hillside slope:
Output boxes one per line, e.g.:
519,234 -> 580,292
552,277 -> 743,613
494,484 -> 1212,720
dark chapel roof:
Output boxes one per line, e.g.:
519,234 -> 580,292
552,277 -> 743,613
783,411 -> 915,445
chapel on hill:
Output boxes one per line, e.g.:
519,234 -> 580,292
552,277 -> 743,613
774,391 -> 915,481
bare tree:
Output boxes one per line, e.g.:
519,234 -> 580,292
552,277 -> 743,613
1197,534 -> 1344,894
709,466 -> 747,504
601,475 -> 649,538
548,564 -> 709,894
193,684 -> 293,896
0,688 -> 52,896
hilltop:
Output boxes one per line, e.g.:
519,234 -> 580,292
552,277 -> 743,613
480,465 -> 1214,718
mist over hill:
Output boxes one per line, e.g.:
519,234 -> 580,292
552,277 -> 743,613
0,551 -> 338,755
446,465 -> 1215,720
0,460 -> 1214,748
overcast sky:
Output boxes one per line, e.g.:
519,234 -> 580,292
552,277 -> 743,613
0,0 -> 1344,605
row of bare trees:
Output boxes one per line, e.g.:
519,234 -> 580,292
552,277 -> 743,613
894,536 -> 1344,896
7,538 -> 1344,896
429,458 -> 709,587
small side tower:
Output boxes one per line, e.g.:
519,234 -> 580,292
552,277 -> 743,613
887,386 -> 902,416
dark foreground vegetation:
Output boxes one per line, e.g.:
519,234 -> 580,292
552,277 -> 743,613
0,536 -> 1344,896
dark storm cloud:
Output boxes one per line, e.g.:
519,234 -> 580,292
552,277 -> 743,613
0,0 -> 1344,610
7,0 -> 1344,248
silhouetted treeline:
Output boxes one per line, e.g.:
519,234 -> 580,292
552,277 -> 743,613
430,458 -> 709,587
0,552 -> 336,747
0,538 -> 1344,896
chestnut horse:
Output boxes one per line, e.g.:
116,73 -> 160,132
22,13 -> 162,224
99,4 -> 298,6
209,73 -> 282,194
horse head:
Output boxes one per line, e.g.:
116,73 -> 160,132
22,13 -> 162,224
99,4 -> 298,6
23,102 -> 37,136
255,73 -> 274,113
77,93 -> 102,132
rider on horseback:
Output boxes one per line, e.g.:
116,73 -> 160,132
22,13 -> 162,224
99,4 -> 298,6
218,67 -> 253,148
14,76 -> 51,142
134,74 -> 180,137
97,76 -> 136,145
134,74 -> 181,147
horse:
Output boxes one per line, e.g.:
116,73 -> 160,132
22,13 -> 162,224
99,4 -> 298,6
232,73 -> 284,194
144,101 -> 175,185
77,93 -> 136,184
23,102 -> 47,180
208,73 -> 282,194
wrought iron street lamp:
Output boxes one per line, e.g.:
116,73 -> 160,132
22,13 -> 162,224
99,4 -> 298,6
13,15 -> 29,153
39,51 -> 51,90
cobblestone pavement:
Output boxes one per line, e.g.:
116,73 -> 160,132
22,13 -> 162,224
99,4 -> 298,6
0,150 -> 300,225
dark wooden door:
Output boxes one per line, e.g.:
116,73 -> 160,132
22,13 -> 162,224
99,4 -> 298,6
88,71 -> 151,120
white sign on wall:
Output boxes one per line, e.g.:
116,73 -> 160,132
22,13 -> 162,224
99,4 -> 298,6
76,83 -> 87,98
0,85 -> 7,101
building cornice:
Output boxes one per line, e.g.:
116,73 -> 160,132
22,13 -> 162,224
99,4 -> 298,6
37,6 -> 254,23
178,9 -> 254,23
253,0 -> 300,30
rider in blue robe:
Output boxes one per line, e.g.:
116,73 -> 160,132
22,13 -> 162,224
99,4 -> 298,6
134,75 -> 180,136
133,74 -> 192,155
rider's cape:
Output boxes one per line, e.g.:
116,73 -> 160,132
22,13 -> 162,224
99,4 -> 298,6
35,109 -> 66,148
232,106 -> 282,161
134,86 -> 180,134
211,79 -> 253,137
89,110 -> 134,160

============

__REQUEST__.
Print the records again without any change, starting at the line with "rider in blue" and continuing through the end of the records.

__WRITTEN SOLUTION__.
rider in blue robe:
Output boxes one per line, e.g.:
116,73 -> 160,132
22,13 -> 162,224
99,4 -> 298,6
134,75 -> 180,136
133,74 -> 192,155
rider's cape:
Output boxes one per line, e.g.:
116,73 -> 160,132
22,13 -> 162,224
99,4 -> 298,6
35,109 -> 66,148
232,106 -> 282,161
134,86 -> 180,134
211,79 -> 253,137
89,110 -> 134,160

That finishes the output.